Directions: Nothing but the data below, returned exactly, should appear in the answer.
[Records shown — start]
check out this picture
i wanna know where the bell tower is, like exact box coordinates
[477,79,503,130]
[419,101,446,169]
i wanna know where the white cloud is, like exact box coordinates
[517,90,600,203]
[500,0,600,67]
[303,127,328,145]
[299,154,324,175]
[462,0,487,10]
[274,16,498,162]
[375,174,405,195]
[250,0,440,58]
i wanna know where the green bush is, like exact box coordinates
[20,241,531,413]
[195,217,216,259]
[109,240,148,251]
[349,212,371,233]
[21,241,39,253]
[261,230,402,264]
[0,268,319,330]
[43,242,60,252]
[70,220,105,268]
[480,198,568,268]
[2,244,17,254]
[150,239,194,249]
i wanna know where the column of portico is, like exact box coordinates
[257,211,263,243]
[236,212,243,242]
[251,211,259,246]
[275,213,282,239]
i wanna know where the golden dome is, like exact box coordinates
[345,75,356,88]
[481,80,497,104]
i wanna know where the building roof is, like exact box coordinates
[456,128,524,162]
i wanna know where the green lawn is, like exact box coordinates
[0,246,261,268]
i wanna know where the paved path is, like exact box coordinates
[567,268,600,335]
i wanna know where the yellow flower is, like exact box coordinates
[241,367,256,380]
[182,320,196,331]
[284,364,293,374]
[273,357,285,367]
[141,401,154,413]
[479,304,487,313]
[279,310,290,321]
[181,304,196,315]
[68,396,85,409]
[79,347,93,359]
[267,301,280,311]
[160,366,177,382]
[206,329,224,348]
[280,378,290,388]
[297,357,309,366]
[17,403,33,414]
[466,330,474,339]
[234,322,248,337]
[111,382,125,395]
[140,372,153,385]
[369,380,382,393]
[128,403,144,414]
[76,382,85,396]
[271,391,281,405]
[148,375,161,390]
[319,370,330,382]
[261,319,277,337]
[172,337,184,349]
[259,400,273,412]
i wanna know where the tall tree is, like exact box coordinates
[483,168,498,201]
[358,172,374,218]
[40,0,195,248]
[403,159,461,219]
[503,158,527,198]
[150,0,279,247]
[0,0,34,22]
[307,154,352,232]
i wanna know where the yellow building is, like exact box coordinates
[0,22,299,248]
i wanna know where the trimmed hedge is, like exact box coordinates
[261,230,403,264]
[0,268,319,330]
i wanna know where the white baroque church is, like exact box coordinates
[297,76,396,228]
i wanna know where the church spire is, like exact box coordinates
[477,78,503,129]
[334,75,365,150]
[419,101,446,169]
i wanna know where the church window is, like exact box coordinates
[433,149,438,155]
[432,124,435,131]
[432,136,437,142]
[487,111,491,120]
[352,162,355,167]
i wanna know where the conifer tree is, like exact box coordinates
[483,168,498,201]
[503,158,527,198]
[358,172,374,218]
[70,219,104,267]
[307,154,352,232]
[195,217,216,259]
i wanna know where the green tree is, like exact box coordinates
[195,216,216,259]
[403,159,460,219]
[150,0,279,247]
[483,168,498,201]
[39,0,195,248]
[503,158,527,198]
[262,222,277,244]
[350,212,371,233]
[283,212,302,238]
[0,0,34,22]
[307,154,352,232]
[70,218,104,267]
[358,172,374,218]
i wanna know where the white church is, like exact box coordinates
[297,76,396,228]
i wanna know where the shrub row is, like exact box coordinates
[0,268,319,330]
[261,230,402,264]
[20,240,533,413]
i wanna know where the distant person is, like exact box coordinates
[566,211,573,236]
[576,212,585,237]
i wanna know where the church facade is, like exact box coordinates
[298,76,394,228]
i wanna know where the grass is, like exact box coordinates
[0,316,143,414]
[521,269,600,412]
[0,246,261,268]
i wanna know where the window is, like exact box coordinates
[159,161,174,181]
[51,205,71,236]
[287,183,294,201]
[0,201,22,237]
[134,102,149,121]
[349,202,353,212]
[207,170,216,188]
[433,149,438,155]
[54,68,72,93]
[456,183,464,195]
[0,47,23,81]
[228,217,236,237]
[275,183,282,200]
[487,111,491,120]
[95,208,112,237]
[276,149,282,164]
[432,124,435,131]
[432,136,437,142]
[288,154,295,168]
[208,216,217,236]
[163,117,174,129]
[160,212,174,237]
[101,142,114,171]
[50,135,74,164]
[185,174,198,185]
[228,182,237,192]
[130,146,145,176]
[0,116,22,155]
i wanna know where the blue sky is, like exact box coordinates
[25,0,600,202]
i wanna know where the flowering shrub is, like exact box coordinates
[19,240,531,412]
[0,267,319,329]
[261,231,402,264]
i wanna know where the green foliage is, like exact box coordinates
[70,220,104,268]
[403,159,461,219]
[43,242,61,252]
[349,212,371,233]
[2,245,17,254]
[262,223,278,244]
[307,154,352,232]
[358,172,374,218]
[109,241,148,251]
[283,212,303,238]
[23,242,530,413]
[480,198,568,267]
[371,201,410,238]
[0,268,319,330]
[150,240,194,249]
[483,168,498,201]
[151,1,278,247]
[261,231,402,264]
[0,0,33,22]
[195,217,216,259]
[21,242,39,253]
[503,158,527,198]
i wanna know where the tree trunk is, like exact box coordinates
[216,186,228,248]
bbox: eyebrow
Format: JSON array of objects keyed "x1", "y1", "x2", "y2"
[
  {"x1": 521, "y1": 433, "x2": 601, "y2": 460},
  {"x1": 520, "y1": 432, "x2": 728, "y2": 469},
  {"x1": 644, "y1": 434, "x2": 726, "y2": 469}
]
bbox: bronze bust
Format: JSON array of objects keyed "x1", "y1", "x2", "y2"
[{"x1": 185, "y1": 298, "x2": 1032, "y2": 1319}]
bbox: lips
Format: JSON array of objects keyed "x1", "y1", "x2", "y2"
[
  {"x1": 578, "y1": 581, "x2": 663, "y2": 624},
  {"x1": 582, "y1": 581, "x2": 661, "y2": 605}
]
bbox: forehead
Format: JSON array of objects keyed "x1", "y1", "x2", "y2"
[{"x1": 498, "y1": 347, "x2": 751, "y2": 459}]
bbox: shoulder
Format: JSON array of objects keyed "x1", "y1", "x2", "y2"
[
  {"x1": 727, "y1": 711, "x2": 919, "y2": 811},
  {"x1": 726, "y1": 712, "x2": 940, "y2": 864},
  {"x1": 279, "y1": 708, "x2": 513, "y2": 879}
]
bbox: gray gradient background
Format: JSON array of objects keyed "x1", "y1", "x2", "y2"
[Records shown — finish]
Expected answer:
check out this picture
i wanna know where the bell tower is, like exact box coordinates
[477,79,503,130]
[419,101,446,169]
i wanna know where the white cloud is, like exact box coordinates
[517,90,600,203]
[500,0,600,67]
[303,127,328,145]
[299,154,324,175]
[462,0,487,10]
[274,16,498,162]
[375,174,405,195]
[250,0,440,58]
i wanna know where the green bush is, like exact box coordinates
[20,241,531,413]
[195,217,216,259]
[109,240,148,251]
[349,212,371,233]
[21,241,39,253]
[261,230,402,264]
[0,268,319,330]
[43,242,60,252]
[70,220,105,268]
[480,198,568,268]
[2,244,17,254]
[150,239,194,249]
i wanna know where the column of portico is, like exact box coordinates
[257,211,263,243]
[236,212,243,242]
[251,211,259,246]
[275,213,282,239]
i wanna know where the golden dome is, like exact box coordinates
[345,75,356,88]
[481,80,497,104]
i wanna know where the building roof is, like exact box coordinates
[456,128,524,162]
i wanna know where the green lawn is, like exact box coordinates
[0,246,261,268]
i wanna know where the paved path is, like exact box coordinates
[567,268,600,335]
i wanna know where the yellow flower is, like exact box coordinates
[241,367,256,380]
[182,320,196,331]
[284,364,293,374]
[273,357,285,367]
[141,401,154,413]
[479,304,487,313]
[279,310,290,321]
[181,304,196,315]
[68,396,85,409]
[79,347,93,359]
[267,301,280,311]
[160,366,177,382]
[206,329,224,348]
[280,378,290,388]
[297,357,309,366]
[17,403,33,414]
[466,330,474,339]
[234,322,248,337]
[111,382,125,395]
[140,372,153,385]
[369,380,382,393]
[128,403,144,414]
[76,382,85,396]
[271,391,281,405]
[148,375,161,390]
[319,370,330,382]
[261,319,277,337]
[172,337,184,349]
[259,400,273,412]
i wanna know where the tall tree is, like exact box coordinates
[483,168,498,201]
[358,172,374,218]
[40,0,195,248]
[403,159,461,219]
[503,158,527,198]
[150,0,279,247]
[0,0,34,22]
[307,154,352,232]
i wanna know where the yellow building is, like exact box coordinates
[0,22,299,248]
i wanna know where the trimmed hedge is, like exact box coordinates
[261,230,403,264]
[0,268,319,330]
i wanna know where the white baroque church is, like exact box coordinates
[297,76,396,228]
i wanna know where the church spire is, like exact box coordinates
[477,78,503,129]
[334,75,365,150]
[419,101,446,169]
i wanna know where the church window is, like exact box coordinates
[433,149,438,155]
[432,124,435,131]
[432,136,437,142]
[487,111,491,120]
[352,162,355,167]
i wanna know where the conifer tree is, like exact box coordinates
[483,168,498,201]
[503,158,527,198]
[358,172,374,218]
[70,219,104,267]
[307,154,352,232]
[195,217,216,259]
i wanna know where the green tree is, like exact box coordinates
[195,216,216,259]
[403,159,460,219]
[150,0,279,247]
[483,168,498,201]
[39,0,195,248]
[503,158,527,198]
[262,222,277,244]
[350,212,371,233]
[283,212,302,238]
[0,0,34,22]
[307,154,352,232]
[70,218,104,267]
[358,172,374,218]
i wanna know where the white church is, like exact box coordinates
[297,76,396,228]
i wanna know where the shrub row is, like exact box coordinates
[0,268,319,330]
[261,230,402,264]
[20,240,533,413]
i wanna know where the distant person is, like exact box coordinates
[566,211,573,236]
[576,212,585,237]
i wanna know where the church facade is, like exact box coordinates
[298,76,394,228]
i wanna know where the grass is, like exact box coordinates
[0,316,143,414]
[521,269,600,412]
[0,246,261,268]
i wanna know where the window is, like exact box coordinates
[159,161,174,181]
[51,205,71,236]
[287,183,294,201]
[0,201,22,237]
[134,102,149,121]
[349,202,353,212]
[207,170,216,188]
[433,149,438,155]
[54,68,72,93]
[456,183,464,195]
[0,47,23,81]
[228,217,236,237]
[275,183,282,200]
[487,111,491,120]
[95,208,112,237]
[276,149,282,164]
[432,124,435,131]
[432,136,437,142]
[288,154,295,168]
[208,216,217,236]
[163,117,174,129]
[160,212,174,237]
[101,142,114,171]
[50,135,74,164]
[185,174,198,185]
[228,182,237,192]
[130,146,145,176]
[0,116,22,155]
i wanna know where the blue sky is, like exact box coordinates
[25,0,600,202]
i wanna know where the flowering shrub is, like exact box coordinates
[19,240,531,412]
[0,267,319,329]
[261,231,402,264]
i wanna know where the green foliage is, like exact box coordinates
[70,220,104,268]
[403,159,461,219]
[43,242,61,252]
[349,212,371,233]
[2,245,17,254]
[262,223,278,244]
[307,154,352,232]
[358,172,374,218]
[109,241,148,251]
[283,212,303,238]
[23,242,530,413]
[480,198,568,267]
[371,201,410,238]
[0,268,319,330]
[150,240,194,249]
[483,168,498,201]
[151,1,278,247]
[261,231,402,264]
[0,0,33,22]
[195,217,216,259]
[21,242,39,253]
[503,158,527,198]
i wanna know where the tree trunk is, like exact box coordinates
[216,186,228,248]
bbox: eyebrow
Format: JSON array of objects keyed "x1", "y1", "x2", "y2"
[
  {"x1": 521, "y1": 433, "x2": 601, "y2": 460},
  {"x1": 520, "y1": 432, "x2": 728, "y2": 469},
  {"x1": 644, "y1": 434, "x2": 726, "y2": 469}
]
bbox: bronze bust
Format: JSON array of objects keyed "x1", "y1", "x2", "y2"
[{"x1": 185, "y1": 298, "x2": 1032, "y2": 1319}]
bbox: lips
Format: JSON array of objects keyed "x1", "y1", "x2", "y2"
[
  {"x1": 578, "y1": 581, "x2": 663, "y2": 624},
  {"x1": 582, "y1": 581, "x2": 661, "y2": 605}
]
bbox: forehead
Format: JSON array of objects keyed "x1", "y1", "x2", "y2"
[{"x1": 498, "y1": 347, "x2": 751, "y2": 459}]
bbox: shoulder
Format: JSON array of objects keyed "x1", "y1", "x2", "y2"
[
  {"x1": 727, "y1": 711, "x2": 919, "y2": 811},
  {"x1": 726, "y1": 712, "x2": 940, "y2": 864},
  {"x1": 279, "y1": 708, "x2": 513, "y2": 879}
]
bbox: gray gradient background
Format: JSON array of objects keyed "x1", "y1", "x2", "y2"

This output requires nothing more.